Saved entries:

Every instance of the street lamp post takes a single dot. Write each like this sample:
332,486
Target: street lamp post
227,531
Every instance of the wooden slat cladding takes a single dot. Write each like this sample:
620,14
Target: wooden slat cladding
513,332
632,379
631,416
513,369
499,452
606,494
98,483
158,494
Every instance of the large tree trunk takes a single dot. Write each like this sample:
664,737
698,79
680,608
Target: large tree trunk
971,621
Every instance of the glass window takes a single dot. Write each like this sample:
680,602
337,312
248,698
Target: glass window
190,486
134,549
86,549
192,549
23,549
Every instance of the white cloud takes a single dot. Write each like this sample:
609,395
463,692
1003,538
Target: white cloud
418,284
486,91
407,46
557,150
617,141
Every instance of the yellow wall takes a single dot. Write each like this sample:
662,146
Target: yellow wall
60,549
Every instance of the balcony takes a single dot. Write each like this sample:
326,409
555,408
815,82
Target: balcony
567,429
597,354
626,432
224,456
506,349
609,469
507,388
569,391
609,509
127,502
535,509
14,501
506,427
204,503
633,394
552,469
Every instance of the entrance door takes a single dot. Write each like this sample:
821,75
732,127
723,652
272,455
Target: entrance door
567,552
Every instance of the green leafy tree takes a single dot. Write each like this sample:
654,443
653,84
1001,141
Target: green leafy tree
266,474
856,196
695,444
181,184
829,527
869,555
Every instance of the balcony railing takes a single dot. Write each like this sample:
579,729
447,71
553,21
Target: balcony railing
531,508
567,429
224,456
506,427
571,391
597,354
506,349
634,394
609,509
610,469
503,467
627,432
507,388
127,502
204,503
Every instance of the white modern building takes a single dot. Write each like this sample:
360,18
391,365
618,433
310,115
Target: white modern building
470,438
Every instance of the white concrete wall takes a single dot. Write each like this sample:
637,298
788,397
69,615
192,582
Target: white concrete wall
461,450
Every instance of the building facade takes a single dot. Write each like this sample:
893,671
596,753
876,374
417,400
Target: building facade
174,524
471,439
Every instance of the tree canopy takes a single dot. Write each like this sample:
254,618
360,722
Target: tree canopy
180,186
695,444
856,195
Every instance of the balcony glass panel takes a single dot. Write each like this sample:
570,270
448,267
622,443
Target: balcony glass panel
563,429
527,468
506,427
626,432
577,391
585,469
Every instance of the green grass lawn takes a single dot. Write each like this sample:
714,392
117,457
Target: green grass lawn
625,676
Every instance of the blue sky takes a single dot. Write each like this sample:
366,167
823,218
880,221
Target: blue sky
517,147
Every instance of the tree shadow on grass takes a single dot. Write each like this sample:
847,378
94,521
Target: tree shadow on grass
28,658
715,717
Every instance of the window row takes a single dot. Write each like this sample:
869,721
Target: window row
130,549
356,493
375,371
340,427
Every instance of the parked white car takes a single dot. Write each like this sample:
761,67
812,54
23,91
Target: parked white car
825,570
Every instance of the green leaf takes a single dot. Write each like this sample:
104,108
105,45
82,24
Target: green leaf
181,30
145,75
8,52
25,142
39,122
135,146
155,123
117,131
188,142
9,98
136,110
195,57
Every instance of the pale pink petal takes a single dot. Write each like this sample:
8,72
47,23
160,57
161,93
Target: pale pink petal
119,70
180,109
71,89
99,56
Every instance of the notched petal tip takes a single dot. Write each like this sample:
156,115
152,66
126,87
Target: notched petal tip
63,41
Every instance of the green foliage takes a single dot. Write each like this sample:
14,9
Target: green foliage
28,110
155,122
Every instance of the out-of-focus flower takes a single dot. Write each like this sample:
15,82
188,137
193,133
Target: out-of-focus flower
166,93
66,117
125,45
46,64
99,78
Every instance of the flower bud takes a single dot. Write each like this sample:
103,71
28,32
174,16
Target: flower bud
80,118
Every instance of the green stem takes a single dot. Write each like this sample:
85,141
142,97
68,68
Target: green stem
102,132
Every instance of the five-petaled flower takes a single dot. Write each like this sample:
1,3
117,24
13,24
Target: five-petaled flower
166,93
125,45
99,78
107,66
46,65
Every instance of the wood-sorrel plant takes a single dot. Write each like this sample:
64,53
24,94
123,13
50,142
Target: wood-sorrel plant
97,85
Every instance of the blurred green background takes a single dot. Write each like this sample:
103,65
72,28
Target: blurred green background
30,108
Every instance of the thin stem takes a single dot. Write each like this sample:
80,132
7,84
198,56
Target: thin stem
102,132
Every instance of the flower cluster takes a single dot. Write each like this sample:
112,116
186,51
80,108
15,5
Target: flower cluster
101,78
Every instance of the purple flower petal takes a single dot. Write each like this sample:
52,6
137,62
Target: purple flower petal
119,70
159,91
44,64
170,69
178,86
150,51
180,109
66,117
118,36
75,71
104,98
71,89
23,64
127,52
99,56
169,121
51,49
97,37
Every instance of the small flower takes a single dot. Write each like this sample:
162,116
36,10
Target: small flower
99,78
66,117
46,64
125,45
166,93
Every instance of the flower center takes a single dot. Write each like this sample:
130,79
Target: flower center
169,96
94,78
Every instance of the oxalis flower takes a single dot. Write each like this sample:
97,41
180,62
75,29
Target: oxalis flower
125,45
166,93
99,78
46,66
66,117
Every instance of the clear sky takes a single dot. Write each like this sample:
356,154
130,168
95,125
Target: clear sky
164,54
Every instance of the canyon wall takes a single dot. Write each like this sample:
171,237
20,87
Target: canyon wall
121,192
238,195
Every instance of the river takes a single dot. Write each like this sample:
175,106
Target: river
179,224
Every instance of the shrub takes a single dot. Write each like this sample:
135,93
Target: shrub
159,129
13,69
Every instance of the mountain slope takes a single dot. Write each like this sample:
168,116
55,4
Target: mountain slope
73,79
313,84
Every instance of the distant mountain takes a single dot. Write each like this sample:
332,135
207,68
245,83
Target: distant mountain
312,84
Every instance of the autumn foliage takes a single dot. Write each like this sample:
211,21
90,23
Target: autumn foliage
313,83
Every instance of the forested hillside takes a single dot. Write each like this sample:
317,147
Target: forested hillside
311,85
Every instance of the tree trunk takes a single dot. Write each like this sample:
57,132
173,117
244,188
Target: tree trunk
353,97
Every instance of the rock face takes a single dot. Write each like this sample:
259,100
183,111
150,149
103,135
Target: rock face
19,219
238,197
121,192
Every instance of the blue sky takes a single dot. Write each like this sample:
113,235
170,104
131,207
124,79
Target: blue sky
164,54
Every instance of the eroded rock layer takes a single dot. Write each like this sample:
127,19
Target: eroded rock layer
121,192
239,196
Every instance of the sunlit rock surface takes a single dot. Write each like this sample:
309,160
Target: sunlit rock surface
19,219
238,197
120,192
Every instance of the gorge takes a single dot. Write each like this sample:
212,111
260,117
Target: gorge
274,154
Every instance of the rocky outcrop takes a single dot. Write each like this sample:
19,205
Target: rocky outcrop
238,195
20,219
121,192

> [PROBLEM TO SOLVE] Take the records and restate them word for word.

> [EXERCISE RESULT]
Every instance of the street lamp post takes a single dot. Write each like this sample:
332,486
Target: street lamp post
227,531
Every instance of the wooden slat cladding takes a single dot. Write each like this sample:
620,14
Target: wooden slat cladding
513,332
632,379
631,416
513,369
499,452
606,494
98,483
158,494
Every instance of the large tree trunk takes a single dot. Write each like this sample:
664,737
698,79
680,608
Target: large tree trunk
971,621
Every instance of the glass window takes a single dot. Write each like this sample:
680,602
337,312
248,698
Target: glass window
190,486
134,549
86,549
192,549
23,549
Every instance of the white cloud takes a single dot. Write each like this sample:
609,395
463,692
1003,538
Target: white cloud
418,284
486,91
407,46
557,150
617,141
Every instance of the yellow wall takes a single dot. Write each like this sample:
662,146
Target: yellow wall
60,549
Every instance of the balcony takes a single dot. Write each like this sample:
326,409
555,408
815,82
Target: balcony
567,429
597,354
626,432
224,456
506,349
609,469
507,388
569,391
609,509
127,502
535,509
14,501
506,427
204,503
633,394
552,469
Every instance of the entrance door takes a single dot. Write each like this sample:
821,75
732,127
723,652
272,455
Target: entrance door
567,552
Every instance of the green leafy tree takes a single dot. Write each like this sample:
654,443
653,84
1001,141
Target: green leafy tree
266,474
856,196
695,444
181,184
829,527
869,555
Every instance of the balcony railing takes a single dot. Write each like this sample:
579,729
447,71
553,21
Target: balcony railing
531,508
567,429
224,456
506,427
571,391
597,354
506,349
634,394
609,509
610,469
503,467
627,432
507,388
127,502
204,503
Every instance of the white modern building takes a single dot. Write each like this sample:
360,18
391,365
618,433
310,115
Target: white modern building
470,438
Every instance of the white concrete wall takes a single dot. Write each like this sample:
637,298
788,397
69,615
192,582
Target: white concrete wall
461,450
Every instance of the building facade takes a single dot. Write each like this sample:
893,671
596,753
876,374
417,400
Target: building facade
174,524
471,439
Every instance of the tree canopy takes a single dot. Write each like this sample:
254,618
360,722
Target: tree canopy
180,186
695,444
856,195
Every instance of the balcony glass panel takes a single dot. Write each like this sample:
570,270
448,267
622,443
Target: balcony glass panel
563,429
527,468
506,427
626,432
577,391
585,469
Every instance of the green grass lawn takes a single dot. Write each like this sample:
714,392
117,457
Target: green grass lawn
625,676
Every instance of the blue sky takes a single dot. Write each like this sample:
366,167
823,218
880,221
Target: blue sky
517,147
Every instance of the tree shadow on grass takes a single dot. Write each like this sample:
847,378
94,521
Target: tree shadow on grass
28,658
715,717
Every instance of the window row takes a single dot. Write each like this sample:
869,721
Target: window row
130,549
356,493
375,371
340,427
Every instance of the parked white car takes a single dot. Write each like this sample:
761,67
812,54
23,91
Target: parked white car
825,570
Every instance of the green leaf takes a single dot. Write each like this sample:
104,108
105,45
82,24
Target: green leaf
181,30
145,75
8,52
25,142
39,122
135,146
155,123
117,131
188,142
9,98
136,110
195,57
Every instance of the pale pink petal takes a single dot. Write each like this sample:
8,72
47,23
160,57
161,93
Target: pale pink petal
119,70
180,109
71,89
99,56
Every instance of the notched petal tip takes a single dot. Write each like this sample:
156,115
152,66
126,87
Target: notched petal tip
63,41
Every instance of the green foliage takes a single dot. Write each like this sample:
14,9
Target: green foliage
28,110
155,122
Every instance of the out-of-focus flower takes a single dot. Write each like this sample:
15,82
188,137
193,133
Target: out-of-focus flower
166,93
66,117
125,45
46,64
99,78
Every instance of the flower bud takes a single dot. Write each like this sample:
103,71
28,32
174,16
Target: flower bud
80,118
Every instance of the green stem takes a single dot. Write each like this sample:
85,141
142,97
68,68
Target: green stem
102,132
Every instance of the five-petaled flower takes a single dot. Write each like this sample:
1,3
117,24
13,24
Target: five-petaled flower
166,93
125,45
99,78
107,66
46,65
Every instance of the wood-sorrel plant takes a single dot. Write each like this sample:
64,53
24,94
123,13
50,142
Target: wood-sorrel plant
97,85
Every instance of the blurred green background takes a single dot. Write each like this sample:
103,65
72,28
Target: blurred green background
30,108
Every instance of the thin stem takes a single dot. Write each like this sample:
80,132
7,84
198,56
Target: thin stem
102,132
Every instance of the flower cluster takes a single dot. Write each like this sample:
112,116
186,51
80,108
15,5
Target: flower cluster
101,78
Every instance of the purple flower petal takes a single dot. Write each like this sample:
52,6
137,62
Target: purple flower petal
119,70
159,91
44,64
170,69
178,86
150,51
180,109
66,117
118,36
75,71
104,98
71,89
23,64
127,52
99,56
169,121
51,49
97,37
Every instance of the small flower takes a single dot. Write each like this sample:
162,116
36,10
Target: small flower
99,78
66,117
46,64
125,45
166,93
Every instance of the flower center takes a single dot. Write each like this sample:
130,79
Target: flower center
169,96
94,78
Every instance of the oxalis flower takes a single dot. Write each like this sample:
97,41
180,62
75,29
Target: oxalis flower
125,45
166,93
99,78
46,66
66,117
Every instance of the clear sky takes a single dot. Write each like this sample:
356,154
130,168
95,125
Target: clear sky
164,54
Every instance of the canyon wall takes a single dot. Write each like this sample:
171,237
20,87
Target: canyon wall
121,192
238,195
Every instance of the river takes a single dot. Write each like this sample:
175,106
Target: river
179,224
Every instance of the shrub takes a single dot. Write each like this sample:
135,93
Target: shrub
159,129
13,69
Every instance of the mountain slope takes a single dot. Write each like this sample:
168,116
55,4
Target: mountain slope
73,79
313,84
Every instance of the distant mountain takes a single dot. Write each like this sample:
332,135
207,68
245,83
Target: distant mountain
312,84
Every instance of the autumn foliage takes a single dot. Write each like this sample:
211,21
90,23
Target: autumn foliage
313,83
Every instance of the forested hillside takes a single dot. Write each like this sample:
317,147
Target: forested hillside
311,85
Every instance of the tree trunk takes a single dot. Write each like this sample:
57,132
173,117
244,188
Target: tree trunk
353,97
Every instance of the rock face takes a single dot. Write each like this sample:
259,100
183,111
150,149
103,135
Target: rock face
19,219
238,197
121,192
Every instance of the blue sky takes a single dot. Write each like this sample:
113,235
170,104
131,207
124,79
Target: blue sky
164,54
Every instance of the eroded rock layer takes a single dot. Write each like this sample:
127,19
Target: eroded rock layer
121,192
239,196
Every instance of the sunlit rock surface takes a single dot. Write each like this sample:
309,160
Target: sunlit rock surface
19,219
238,197
120,192
Every instance of the gorge takes a single dot. Write each like this sample:
212,111
260,117
Target: gorge
274,154
Every instance of the rocky outcrop takes a single dot. Write each like this sample:
19,205
Target: rocky outcrop
238,195
20,219
121,192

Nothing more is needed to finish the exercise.